→ ARTIGO:
A Justiça, por meio de uma liminar, e o Ministério Público, com uma ação civil pública, proibiram a prefeitura de dar continuidade ao seu “projeto urbanístico”. Um dos pontos questionados pelo MP é a ausência da participação popular na discussão, já que o plano de intervenção não foi apresentado à sociedade. Conforme determina o Plano Diretor Estratégico (PDE) do município, a Promotoria pediu a criação de um Conselho Gestor paritário, formado por representantes da sociedade civil e da prefeitura para elaborar e aprovar o projeto.
A área visada pela prefeitura são duas quadras cortadas pela Alameda Dino Bueno, onde o fluxo de usuários se concentrava. A ideia do governo municipal é incluí-las na Parceria Público-Privada (PPP) da Habitação, do governo estadual, que visa revitalizar o centro antigo. Segundo a pasta e a Canopus Holding, empresa vencedora do edital, estão previstas a construção de 436 apartamentos, de um Centro de Educação Unificado (CEU) de e uma Unidade Básica de Saúde (UBS) no quadrilátero.

→ ENTRADA:
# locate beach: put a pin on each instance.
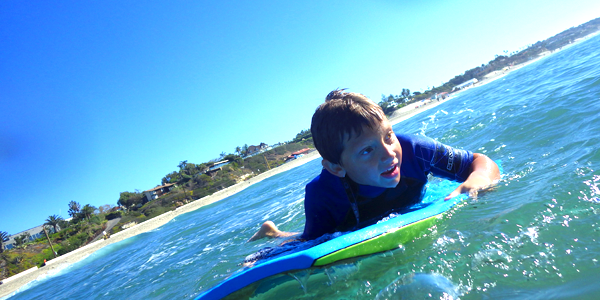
(14, 283)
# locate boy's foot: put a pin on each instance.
(268, 229)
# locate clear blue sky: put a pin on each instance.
(101, 97)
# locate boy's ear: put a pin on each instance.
(334, 169)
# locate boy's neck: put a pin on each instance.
(367, 190)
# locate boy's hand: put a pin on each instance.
(484, 174)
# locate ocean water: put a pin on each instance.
(536, 236)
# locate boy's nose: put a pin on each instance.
(389, 154)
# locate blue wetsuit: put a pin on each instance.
(328, 202)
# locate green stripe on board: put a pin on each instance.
(387, 241)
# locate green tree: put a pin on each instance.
(22, 239)
(4, 237)
(182, 165)
(74, 208)
(53, 221)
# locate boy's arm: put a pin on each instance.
(484, 173)
(270, 230)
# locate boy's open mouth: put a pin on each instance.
(391, 171)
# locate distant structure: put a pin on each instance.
(297, 154)
(34, 234)
(256, 149)
(212, 171)
(465, 84)
(158, 191)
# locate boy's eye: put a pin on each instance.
(366, 151)
(388, 137)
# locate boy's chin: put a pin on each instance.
(390, 183)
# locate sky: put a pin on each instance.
(102, 97)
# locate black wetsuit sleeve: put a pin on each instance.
(442, 160)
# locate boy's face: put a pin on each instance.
(374, 157)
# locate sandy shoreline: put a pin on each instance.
(14, 283)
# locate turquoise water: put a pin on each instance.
(534, 237)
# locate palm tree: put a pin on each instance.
(4, 237)
(74, 208)
(87, 211)
(53, 221)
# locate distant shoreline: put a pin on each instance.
(16, 282)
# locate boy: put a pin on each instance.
(370, 172)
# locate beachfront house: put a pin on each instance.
(466, 84)
(158, 191)
(212, 171)
(297, 154)
(33, 233)
(256, 149)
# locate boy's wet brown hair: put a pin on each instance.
(343, 115)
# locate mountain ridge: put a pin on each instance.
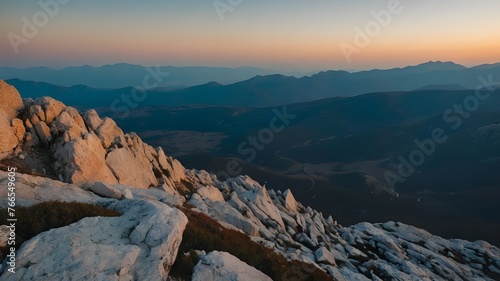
(271, 218)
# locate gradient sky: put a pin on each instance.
(281, 34)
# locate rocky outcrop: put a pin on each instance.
(141, 244)
(8, 138)
(85, 148)
(83, 160)
(222, 266)
(361, 252)
(10, 131)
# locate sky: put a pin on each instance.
(291, 35)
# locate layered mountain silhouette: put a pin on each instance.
(262, 90)
(165, 221)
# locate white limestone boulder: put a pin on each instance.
(8, 138)
(210, 193)
(222, 266)
(83, 160)
(141, 244)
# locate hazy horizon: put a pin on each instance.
(278, 35)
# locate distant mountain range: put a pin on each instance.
(260, 90)
(335, 153)
(125, 75)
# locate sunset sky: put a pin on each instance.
(295, 35)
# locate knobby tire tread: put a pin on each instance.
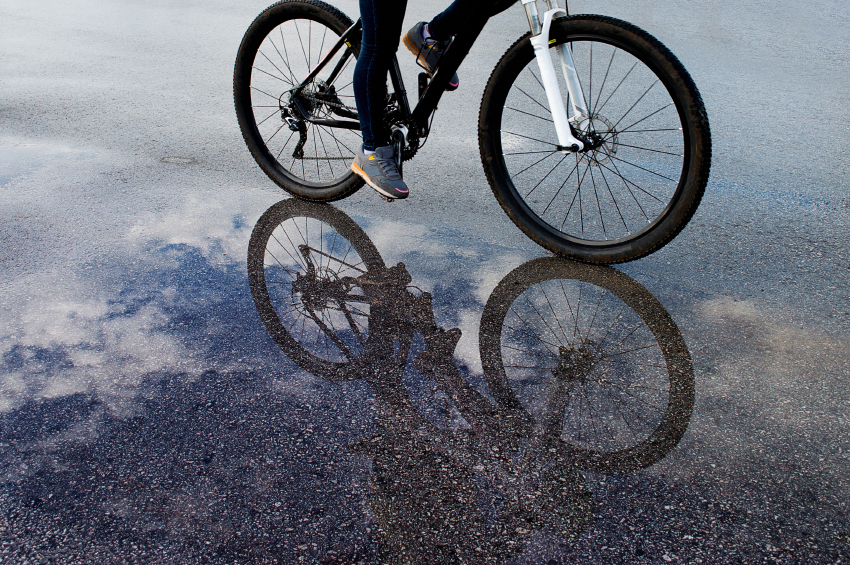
(701, 138)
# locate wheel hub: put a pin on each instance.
(600, 140)
(576, 362)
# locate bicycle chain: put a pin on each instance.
(413, 137)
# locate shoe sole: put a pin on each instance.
(418, 54)
(362, 174)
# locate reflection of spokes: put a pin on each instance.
(304, 264)
(593, 358)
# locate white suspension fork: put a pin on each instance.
(540, 41)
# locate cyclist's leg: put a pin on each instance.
(450, 21)
(382, 21)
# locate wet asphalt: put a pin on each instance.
(151, 412)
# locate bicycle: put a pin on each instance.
(578, 358)
(610, 175)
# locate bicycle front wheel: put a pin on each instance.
(280, 48)
(633, 192)
(593, 358)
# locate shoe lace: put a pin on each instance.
(431, 45)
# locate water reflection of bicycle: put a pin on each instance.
(587, 369)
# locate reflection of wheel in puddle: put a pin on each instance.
(595, 360)
(303, 262)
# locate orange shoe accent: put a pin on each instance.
(410, 47)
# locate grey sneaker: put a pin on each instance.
(427, 51)
(380, 172)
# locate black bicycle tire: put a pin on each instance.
(268, 20)
(682, 90)
(272, 218)
(675, 420)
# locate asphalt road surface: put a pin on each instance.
(147, 414)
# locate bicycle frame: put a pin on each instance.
(451, 61)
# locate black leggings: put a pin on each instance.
(382, 20)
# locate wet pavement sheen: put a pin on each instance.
(196, 369)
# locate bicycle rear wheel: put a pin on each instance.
(638, 188)
(278, 51)
(304, 260)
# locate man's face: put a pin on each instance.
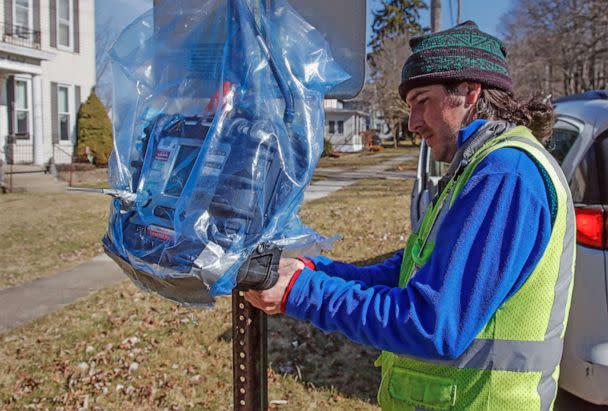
(437, 116)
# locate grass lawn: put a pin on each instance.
(121, 349)
(351, 161)
(42, 234)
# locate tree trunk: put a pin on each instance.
(396, 128)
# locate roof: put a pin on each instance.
(346, 111)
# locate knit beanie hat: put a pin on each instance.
(462, 53)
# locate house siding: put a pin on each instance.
(67, 68)
(350, 140)
(74, 68)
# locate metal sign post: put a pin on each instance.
(249, 355)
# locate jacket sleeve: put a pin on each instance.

→ PROBLEMA PROPOSTO 1: Liste todas as siglas que aparecem no artigo sobre o projeto urbanístico da prefeitura.
→ PROBLEMA PROPOSTO 2: Informe cada linha dos registros que contém a palavra "blue", copiando-a integralmente.
O artigo e os registros não têm nenhuma relação entre si.

→ RESPOSTA ESPERADA 1: MP, PDE, PPP, CEU, UBS

→ RESPOSTA ESPERADA 2:
# locate clear blue sky: put a pin on each instance.
# locate blue wetsuit: put a pin on each instance.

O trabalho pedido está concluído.